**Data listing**

********************

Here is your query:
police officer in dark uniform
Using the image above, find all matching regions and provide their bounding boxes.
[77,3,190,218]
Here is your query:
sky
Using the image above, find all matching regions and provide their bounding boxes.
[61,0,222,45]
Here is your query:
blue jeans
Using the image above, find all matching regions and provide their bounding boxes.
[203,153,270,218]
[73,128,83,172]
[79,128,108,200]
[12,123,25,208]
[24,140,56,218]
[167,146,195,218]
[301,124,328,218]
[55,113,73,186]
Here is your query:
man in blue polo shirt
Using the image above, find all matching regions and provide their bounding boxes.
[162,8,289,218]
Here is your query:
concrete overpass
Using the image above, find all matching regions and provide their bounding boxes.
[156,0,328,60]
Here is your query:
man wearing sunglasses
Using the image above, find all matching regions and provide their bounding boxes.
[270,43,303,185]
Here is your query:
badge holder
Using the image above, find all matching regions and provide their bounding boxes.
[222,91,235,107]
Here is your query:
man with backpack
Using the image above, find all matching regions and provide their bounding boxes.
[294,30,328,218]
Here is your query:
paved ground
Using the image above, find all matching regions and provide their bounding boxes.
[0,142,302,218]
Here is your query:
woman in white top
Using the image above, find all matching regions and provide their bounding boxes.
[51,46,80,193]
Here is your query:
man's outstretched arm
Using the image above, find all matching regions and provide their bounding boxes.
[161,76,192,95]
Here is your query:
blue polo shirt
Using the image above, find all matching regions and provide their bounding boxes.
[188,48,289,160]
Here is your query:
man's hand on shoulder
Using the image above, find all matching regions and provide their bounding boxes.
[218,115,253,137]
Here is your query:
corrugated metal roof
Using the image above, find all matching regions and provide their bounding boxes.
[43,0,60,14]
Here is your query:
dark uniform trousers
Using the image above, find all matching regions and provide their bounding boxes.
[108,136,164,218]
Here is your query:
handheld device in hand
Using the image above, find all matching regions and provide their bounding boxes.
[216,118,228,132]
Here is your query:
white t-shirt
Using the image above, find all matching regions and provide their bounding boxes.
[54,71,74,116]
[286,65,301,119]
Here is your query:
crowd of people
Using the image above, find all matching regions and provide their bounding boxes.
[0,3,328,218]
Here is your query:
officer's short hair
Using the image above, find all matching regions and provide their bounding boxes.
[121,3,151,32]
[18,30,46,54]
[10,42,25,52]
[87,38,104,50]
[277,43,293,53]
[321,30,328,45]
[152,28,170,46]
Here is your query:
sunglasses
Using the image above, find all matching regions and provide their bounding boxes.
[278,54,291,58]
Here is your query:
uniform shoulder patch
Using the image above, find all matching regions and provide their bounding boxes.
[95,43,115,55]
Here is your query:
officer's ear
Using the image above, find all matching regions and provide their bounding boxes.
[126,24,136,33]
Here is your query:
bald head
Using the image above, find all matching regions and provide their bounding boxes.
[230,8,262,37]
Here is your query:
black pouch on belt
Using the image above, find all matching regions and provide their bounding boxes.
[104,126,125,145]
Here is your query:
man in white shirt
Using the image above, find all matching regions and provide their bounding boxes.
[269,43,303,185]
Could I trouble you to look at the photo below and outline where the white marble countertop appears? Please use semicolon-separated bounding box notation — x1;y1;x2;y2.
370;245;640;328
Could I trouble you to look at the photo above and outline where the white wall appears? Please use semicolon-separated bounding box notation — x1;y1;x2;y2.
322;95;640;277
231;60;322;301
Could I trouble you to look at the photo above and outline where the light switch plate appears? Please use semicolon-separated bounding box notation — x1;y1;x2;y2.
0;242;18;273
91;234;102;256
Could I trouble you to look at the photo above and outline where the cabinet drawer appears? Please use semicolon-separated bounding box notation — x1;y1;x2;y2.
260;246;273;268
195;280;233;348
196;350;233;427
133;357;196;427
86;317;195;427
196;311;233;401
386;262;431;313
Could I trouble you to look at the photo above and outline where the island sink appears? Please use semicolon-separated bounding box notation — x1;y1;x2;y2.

********************

**Problem to solve**
Reproduce all of the rows above character for character, changing nothing.

**Result**
Here is your query:
police officer in dark uniform
Using the image above, find all matching regions and provide their bounding boxes.
[77,3,190,218]
Here is your query:
sky
Using the image above, find all matching regions and provide their bounding boxes.
[61,0,222,45]
Here is your query:
blue jeans
Using the image above, find all matching regions and provide their bounding boxes.
[203,153,270,218]
[73,128,83,172]
[79,128,108,200]
[12,123,25,208]
[24,140,56,218]
[167,146,195,218]
[301,124,328,218]
[55,113,73,186]
Here is your query:
man in blue polo shirt
Using the image above, find all matching regions and provide their bounding boxes.
[162,8,289,218]
Here is your query:
concrete overpass
Using the image above, find all matching regions and provide their bounding boxes.
[156,0,328,60]
Here is your query:
man wearing sunglasses
Using the image above, find all matching regions and provide their bounding boxes.
[270,43,303,185]
Here is your query:
badge holder
Using the image above, find all matching regions and provide their bounding boxes.
[222,91,235,107]
Here is your query:
man with backpack
Using the image above, find all matching regions and provide their bounding boxes.
[294,30,328,218]
Here is your query:
paved ground
Using the image above, find all matching regions and provide their bounding boxes.
[0,142,302,218]
Here is your query:
woman in white top
Using the image above, find all matching regions and provide their bounding boxes.
[51,46,80,193]
Here is your query:
man's outstretched arm
Using the image above, find all matching regions and provide their bounding boxes.
[161,76,192,95]
Here is your query:
blue polo shirt
Using the image above, find all matching regions and provide their bounding boxes.
[188,48,289,160]
Here is your query:
man's hand on shoulder
Using the image above, find all matching regions and provide their bounding boxes.
[218,115,253,137]
Here is your query:
corrugated metal roof
Using the image above, find all matching regions and provide their bounding boxes.
[43,0,60,14]
Here is your query:
dark uniform trousers
Using the image above, find all matching regions and provide their bounding boxes.
[108,136,164,218]
Here is your query:
handheld device in hand
Using the image above, find all matching regions and provide their bounding boxes.
[216,118,228,132]
Here is your query:
white t-shirt
Using the image above, find all matching regions and provide their bounding boxes.
[54,71,74,116]
[286,65,301,119]
Here is your query:
crowd of people
Using the image above, find all matching regions and provide their bounding boxes.
[0,3,328,218]
Here is your query:
officer's short hair
Using the image above, find all matching regions and provide their bounding boxes.
[121,3,151,32]
[18,30,46,54]
[10,42,25,52]
[87,38,104,50]
[277,43,293,53]
[321,30,328,45]
[152,28,170,46]
Here is your query:
sunglasses
Using the image above, find all matching regions and provide their bounding boxes.
[278,54,291,58]
Here is your query:
uniform shoulder patch
Using the image above, find all matching regions and provide their bounding boxes.
[95,43,115,55]
Here is your query:
officer's ear
Using the image above, find all matching regions and provide their bounding boxes.
[126,24,136,33]
Here is your query:
bald head
Using the image above, find all matching regions and provide their bounding boxes.
[230,8,262,37]
Here is your query:
black pouch on belt
Using the image above, find all matching regions and provide their bounding boxes.
[104,126,125,145]
Here is your query:
man in white shirt
Using the image above, find all matching regions and provide their bounding boxes.
[269,43,303,185]
Could I trouble you to look at the photo below and outline where the white marble countertop appears? Please use semicolon-separated bounding box notation — x1;y1;x2;y2.
370;245;640;328
Could I trouble you to look at the photo above and outline where the white wall appears? Please use semicolon-separated bounding box notation — x1;y1;x2;y2.
322;95;640;277
231;60;322;301
Could I trouble you to look at the photo above and outline where the light switch plate appears? Please use semicolon-separated bounding box notation — x1;y1;x2;y2.
0;242;18;273
91;234;102;256
Could I trouble you to look at the photo above and outline where the cabinet drawer appears? Please use semicolon-separated bounding box notation — x1;y1;x2;y2.
260;246;273;268
195;280;233;348
196;350;233;427
133;357;196;427
86;317;195;427
196;311;233;401
386;262;431;313
Could I trouble you to look at the photo above and outline where the island sink appears? Please use semicolon-separated bounding box notation — x1;y1;x2;y2.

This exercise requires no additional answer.